_EXCERPT PROVIDED_
————
Car Park Label Scheme (CPLS)

1. What is the CPLS?

The CPLS allows eligible persons with physical disabilities to embark and disembark from their vehicles in accessible parking lots by displaying a special vehicle label.

There are two types of labels:

  • Class 1 Label - For drivers who are medically certified as having physical disabilities and requiring the use of mobility aids. The label allows the driver to park in a designated lot.
  • Class 2 Label - For passengers with physical disabilities or Voluntary Welfare Organisations (VWOs) with vehicles ferrying passengers with physical disabilities regularly. The label allows the caregiver-drivers to park in a designated lot for up to 60 minutes to assist the passenger to board or alight. Thereafter the vehicle must be shifted to a standard parking lot to free up the accessible lot to other eligible users.

2. Could you share examples of mobility aids that are currently covered but will be excluded under the revised eligibility criteria?

Table 1: Eligibility Criteria under CPLS Today and from 1 Nov 2017

Criteria

Eligible

Today?

Eligible from

1 Nov 2017?

Using crutches

Yes

No

Using quad-sticks

Yes

No

Using wheelchairs

Yes

Yes

Using walking frames

Yes

Yes

Using lower-limb prostheses

Yes

Yes

 

3. How are the new labels different from existing ones? How will the new design prevent indiscriminate use of the accessible car park lots?

The diagram below shows the current and new Class 1 and 2 Car Park Labels, and the enhancements to the design of the labels.

 

Besides the changes that make key information on the labels more prominent, the new Class 2 label has a rotatable time disc which requires the Class 2 label holder or caregiver driver to indicate their arrival time. This makes it easier for enforcement agencies to monitor the use of accessible lots by Class 2 label holders and reduce the misuse of these lots.

4. Will there be a grace period for existing label holders?

Enforcement officers on the ground will provide a grace period from 1 November to 31 December should existing label holders be found to be displaying the old labels. This grace period will be followed with stricter enforcements from January next year in ensuring that the accessible car park lots are available for persons with disabilities who need them the most.

5. How will stricter enforcement be carried out after the grace period?

From 1 January 2018, vehicles without a valid car park label and Class 2 label holders who park in the accessible lot for more than an hour will be fined $200. The $200 applies to all types of vehicles parking illegally within the accessible lots. For recalcitrant offenders, HDB/URA will take tougher measures, such as imposing heavier fines (up to $400) and towing away the vehicles.
————
_LISTED ENTRIES_
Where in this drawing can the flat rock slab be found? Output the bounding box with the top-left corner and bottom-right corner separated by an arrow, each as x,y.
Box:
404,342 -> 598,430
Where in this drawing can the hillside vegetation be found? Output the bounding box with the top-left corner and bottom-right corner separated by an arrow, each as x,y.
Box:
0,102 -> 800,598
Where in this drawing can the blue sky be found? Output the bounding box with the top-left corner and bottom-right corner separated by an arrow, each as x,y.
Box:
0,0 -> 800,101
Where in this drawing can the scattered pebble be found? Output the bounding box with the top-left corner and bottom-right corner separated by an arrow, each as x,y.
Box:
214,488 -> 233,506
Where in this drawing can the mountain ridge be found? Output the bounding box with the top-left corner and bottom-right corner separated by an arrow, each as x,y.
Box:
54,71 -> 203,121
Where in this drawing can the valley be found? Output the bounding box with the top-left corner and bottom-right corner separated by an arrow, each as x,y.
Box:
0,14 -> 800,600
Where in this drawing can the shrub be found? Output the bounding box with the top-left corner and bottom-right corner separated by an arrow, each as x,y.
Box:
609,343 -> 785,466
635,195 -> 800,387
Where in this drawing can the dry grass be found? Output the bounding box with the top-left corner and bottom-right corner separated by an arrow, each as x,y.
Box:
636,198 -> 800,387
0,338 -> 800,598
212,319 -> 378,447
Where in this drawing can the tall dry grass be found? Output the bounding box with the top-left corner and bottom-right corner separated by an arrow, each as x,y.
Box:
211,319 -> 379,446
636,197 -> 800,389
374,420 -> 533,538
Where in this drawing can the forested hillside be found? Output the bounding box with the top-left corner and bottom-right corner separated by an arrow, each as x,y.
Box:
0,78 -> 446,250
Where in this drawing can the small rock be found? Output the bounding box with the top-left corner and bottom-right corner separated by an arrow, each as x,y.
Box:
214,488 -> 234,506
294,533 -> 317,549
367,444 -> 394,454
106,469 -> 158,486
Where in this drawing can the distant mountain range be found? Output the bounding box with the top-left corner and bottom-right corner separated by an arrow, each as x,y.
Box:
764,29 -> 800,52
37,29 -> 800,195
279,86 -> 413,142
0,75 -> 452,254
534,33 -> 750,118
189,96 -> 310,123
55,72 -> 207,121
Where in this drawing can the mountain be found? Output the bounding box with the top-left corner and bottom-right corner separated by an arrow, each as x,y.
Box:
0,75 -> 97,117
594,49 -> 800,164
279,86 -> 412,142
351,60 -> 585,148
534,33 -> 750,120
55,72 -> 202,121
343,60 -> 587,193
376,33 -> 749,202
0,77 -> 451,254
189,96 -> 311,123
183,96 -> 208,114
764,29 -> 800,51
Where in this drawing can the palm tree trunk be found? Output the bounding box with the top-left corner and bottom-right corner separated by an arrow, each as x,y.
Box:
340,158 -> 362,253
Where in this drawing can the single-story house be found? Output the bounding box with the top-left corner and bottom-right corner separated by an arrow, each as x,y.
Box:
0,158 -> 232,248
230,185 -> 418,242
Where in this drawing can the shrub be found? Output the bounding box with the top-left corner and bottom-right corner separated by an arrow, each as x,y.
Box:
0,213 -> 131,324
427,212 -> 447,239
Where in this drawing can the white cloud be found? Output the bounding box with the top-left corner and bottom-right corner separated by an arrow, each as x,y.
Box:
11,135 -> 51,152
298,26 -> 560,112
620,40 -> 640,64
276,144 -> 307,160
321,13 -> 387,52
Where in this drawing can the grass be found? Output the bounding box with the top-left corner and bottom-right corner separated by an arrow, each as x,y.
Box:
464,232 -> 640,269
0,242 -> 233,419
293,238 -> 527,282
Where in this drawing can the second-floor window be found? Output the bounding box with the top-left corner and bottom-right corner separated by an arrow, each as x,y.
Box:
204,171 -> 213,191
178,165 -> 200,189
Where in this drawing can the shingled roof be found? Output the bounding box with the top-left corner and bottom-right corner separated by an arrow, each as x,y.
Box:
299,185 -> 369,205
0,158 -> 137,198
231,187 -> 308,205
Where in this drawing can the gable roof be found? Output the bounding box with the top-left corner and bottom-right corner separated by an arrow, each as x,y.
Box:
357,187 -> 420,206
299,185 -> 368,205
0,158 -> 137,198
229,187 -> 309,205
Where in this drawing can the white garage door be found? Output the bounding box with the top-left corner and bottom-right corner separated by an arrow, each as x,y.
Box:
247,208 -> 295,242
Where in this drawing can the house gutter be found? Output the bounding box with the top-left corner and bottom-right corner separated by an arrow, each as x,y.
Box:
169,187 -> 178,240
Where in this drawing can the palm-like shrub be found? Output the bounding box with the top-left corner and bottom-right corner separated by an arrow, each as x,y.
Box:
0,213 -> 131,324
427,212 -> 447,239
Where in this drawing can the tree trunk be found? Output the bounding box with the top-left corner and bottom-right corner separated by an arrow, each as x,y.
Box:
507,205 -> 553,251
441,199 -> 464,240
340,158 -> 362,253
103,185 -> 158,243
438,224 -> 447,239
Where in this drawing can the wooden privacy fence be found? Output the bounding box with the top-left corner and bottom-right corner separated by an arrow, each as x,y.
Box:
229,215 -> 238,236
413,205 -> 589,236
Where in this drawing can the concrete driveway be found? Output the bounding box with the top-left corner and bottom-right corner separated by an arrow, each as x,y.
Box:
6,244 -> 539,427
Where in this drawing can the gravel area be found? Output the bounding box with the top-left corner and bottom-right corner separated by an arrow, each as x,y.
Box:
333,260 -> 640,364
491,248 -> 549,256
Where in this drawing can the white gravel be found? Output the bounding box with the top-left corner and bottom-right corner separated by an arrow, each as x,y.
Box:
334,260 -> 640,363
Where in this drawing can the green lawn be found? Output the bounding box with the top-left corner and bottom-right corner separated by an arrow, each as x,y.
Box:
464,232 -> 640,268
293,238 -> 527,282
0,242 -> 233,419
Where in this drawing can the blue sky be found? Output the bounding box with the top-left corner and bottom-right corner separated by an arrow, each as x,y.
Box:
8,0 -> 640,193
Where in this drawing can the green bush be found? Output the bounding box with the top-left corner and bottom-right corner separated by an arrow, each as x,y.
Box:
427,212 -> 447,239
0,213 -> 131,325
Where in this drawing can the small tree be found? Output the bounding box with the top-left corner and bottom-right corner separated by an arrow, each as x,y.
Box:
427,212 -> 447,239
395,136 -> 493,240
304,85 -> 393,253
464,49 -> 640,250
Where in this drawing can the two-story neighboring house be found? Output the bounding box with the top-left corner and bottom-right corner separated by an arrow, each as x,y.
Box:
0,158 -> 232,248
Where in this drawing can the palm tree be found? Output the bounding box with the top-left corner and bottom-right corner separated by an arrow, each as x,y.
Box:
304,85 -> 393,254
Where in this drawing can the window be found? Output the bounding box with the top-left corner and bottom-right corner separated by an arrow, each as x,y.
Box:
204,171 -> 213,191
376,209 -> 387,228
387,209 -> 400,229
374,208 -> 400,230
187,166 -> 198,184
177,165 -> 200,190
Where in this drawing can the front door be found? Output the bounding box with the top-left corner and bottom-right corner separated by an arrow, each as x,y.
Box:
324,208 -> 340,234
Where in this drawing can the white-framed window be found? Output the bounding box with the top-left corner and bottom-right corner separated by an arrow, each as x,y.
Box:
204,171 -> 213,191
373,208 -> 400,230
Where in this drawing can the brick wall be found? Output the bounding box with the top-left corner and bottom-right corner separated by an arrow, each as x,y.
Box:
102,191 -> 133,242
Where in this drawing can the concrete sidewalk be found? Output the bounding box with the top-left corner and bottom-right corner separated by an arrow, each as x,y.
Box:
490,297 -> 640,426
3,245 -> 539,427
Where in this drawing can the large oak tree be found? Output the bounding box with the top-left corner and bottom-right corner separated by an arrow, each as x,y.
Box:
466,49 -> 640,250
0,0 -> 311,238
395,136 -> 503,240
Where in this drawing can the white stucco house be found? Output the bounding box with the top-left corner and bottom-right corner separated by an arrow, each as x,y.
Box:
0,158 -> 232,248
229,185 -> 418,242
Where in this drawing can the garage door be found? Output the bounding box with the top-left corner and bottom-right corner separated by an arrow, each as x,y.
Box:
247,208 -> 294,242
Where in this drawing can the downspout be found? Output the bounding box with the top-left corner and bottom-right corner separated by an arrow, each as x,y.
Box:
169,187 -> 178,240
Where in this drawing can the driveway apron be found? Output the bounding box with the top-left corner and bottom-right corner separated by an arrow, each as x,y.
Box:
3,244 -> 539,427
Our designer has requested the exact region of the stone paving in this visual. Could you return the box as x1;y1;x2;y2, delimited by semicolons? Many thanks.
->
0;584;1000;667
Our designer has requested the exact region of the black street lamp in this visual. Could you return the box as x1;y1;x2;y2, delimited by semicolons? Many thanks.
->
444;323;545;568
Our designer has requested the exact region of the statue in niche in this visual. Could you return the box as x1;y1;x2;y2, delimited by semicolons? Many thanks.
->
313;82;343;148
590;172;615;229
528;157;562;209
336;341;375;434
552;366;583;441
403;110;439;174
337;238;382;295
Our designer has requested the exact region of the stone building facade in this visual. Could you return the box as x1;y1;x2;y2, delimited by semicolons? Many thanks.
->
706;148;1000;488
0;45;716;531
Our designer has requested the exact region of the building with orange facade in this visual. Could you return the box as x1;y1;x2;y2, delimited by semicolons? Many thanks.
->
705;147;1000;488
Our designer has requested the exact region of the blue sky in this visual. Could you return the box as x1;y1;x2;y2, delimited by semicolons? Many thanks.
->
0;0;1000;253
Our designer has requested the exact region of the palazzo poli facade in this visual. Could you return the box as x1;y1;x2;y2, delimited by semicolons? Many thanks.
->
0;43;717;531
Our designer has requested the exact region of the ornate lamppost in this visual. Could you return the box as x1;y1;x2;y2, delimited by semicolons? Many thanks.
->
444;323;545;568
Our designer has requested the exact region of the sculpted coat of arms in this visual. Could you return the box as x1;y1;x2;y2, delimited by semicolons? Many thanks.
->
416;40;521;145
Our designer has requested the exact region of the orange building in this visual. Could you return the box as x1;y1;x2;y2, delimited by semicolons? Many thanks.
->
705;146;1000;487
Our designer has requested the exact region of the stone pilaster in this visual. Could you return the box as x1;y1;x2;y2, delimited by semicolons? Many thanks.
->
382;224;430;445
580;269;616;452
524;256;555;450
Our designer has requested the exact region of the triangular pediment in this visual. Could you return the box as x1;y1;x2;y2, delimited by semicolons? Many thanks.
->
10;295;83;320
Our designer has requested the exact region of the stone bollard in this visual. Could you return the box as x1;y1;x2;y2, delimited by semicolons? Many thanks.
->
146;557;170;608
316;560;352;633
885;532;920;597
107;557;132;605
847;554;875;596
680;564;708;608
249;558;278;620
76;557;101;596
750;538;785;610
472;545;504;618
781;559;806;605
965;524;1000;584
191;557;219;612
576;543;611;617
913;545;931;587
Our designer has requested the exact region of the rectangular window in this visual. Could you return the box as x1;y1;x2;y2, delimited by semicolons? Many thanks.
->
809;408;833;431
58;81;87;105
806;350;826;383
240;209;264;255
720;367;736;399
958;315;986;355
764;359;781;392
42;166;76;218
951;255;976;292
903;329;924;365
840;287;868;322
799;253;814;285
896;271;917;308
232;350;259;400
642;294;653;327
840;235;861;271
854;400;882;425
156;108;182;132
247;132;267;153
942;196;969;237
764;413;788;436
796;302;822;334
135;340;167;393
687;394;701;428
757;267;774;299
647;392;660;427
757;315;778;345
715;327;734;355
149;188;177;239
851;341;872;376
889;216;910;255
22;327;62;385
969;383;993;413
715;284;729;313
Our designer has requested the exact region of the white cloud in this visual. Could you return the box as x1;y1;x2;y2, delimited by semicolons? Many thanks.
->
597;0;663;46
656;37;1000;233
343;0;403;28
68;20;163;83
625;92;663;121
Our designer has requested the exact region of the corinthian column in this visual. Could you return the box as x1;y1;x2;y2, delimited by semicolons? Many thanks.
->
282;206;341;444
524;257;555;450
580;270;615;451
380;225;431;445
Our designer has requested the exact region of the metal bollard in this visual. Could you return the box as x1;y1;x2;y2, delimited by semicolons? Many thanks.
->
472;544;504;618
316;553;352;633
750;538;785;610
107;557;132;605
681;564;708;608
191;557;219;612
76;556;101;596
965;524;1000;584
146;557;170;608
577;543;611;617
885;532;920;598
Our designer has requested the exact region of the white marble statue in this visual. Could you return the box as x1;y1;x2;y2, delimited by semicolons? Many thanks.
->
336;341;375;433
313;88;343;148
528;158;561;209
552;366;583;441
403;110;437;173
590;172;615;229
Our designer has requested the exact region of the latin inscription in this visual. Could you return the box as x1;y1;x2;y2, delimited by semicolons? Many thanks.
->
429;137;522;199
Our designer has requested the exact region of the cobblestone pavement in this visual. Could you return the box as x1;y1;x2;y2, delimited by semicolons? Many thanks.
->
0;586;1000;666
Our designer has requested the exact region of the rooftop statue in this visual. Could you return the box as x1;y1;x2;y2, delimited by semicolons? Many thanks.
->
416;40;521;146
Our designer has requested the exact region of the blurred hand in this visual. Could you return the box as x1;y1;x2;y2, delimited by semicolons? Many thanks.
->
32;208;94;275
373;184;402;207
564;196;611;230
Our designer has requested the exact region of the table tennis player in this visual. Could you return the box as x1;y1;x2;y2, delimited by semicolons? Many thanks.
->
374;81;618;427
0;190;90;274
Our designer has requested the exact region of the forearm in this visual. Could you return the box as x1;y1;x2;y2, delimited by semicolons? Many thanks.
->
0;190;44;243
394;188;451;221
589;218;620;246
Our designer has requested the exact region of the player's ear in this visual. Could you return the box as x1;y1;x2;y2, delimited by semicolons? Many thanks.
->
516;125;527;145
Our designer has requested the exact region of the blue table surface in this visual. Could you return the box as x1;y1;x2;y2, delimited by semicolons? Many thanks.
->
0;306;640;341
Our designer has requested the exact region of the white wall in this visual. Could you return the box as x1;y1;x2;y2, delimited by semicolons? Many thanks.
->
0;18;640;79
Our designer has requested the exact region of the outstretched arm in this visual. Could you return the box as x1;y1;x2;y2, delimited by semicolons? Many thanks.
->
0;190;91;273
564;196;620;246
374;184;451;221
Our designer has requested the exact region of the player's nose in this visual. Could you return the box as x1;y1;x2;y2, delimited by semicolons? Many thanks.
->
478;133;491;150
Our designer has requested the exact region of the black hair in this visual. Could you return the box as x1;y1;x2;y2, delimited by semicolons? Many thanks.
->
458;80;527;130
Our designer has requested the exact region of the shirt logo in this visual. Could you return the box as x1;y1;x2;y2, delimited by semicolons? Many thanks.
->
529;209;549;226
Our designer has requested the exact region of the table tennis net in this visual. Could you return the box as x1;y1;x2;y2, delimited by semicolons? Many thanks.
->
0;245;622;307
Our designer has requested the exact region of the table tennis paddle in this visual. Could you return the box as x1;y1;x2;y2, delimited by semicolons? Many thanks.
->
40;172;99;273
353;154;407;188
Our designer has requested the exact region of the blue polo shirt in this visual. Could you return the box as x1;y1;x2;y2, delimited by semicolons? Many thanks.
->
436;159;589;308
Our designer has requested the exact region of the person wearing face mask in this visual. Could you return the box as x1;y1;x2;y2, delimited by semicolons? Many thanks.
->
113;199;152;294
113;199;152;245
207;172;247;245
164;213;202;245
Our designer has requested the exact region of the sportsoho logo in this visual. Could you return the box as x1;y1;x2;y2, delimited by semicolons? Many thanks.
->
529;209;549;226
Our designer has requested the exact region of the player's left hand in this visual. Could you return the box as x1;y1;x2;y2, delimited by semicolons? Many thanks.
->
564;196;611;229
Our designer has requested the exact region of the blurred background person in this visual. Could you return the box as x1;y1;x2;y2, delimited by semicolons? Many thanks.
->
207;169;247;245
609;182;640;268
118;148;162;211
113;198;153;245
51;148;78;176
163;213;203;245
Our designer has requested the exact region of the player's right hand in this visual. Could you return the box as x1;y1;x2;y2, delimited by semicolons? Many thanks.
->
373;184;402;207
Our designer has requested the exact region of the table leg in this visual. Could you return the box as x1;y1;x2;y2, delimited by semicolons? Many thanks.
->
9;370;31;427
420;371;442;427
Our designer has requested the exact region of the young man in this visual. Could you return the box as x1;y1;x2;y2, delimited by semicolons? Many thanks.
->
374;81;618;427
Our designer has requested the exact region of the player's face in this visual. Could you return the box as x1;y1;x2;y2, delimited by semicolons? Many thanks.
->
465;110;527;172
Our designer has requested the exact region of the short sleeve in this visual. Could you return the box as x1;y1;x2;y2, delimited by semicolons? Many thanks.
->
————
_WORK ORDER 1_
Do these statements agree with the Car Park Label Scheme text? Answer yes or no for each and quote the words of the text that decide it.
(a) A Class 2 label lets caregiver-drivers park in a designated lot for up to 60 minutes.
(b) The new Class 1 label has a rotatable time disc.
(c) Recalcitrant offenders may face fines of up to $500.
_WORK ORDER 2_
Extend the Car Park Label Scheme text, starting after its last sentence.

_EXERCISE OUTPUT 1_
(a) Yes: "The label allows the caregiver-drivers to park in a designated lot for up to 60 minutes to assist the passenger to board or alight."
(b) No: "the new Class 2 label has a rotatable time disc"
(c) No: "imposing heavier fines (up to $400)"

_EXERCISE OUTPUT 2_
6. How have the number of label holders increased over the years?

The number of CPLS label holders has increased and demand is expected to increase further as our population continues to age. Table 1 below shows the number of new label holders in the last 5 years.

Table 1: No. of New CPLS Label Holders


2012

2013

2014

2015

2016

Class 1

346

369

377

257

305

Class 2

927

1087

1229

1299

1453

Total

1273

1456

1606

1556

1758

7. Could you share some examples of the efforts made to improve accessibility of public transport and built infrastructure?

Examples of the steps that have been taken include:

  • Retrofitting of lifts at pedestrian overhead bridges - 47 overhead bridges adjacent to major public transport nodes, health institutions, welfare homes, homes for the aged and schools for special needs children will have lifts by 2018;
  • All zebra crossings and signalised pedestrian crossings are barrier-free;
  • 1,000 Green Man Plus traffic lights by 2018, which give additional crossing time to the elderly and persons with disabilities;
  • HDB's multi-storey carparks installed with lifts, where feasible;
  • All MRT stations, bus interchanges and 97 per cent of bus shelters are barrier-free;
  • 92 per cent of our public buses are wheelchair-accessible. All will be accessible by 2020;
  • More than 94 per cent of the taxi stands registered with LTA are barrier-free; and
  • Expansion of the Silver Zone programme to 50 by 2023 to improve road safety for less mobile pedestrians with additional traffic calming measures such as lower speed limits, pinch points and chicanes.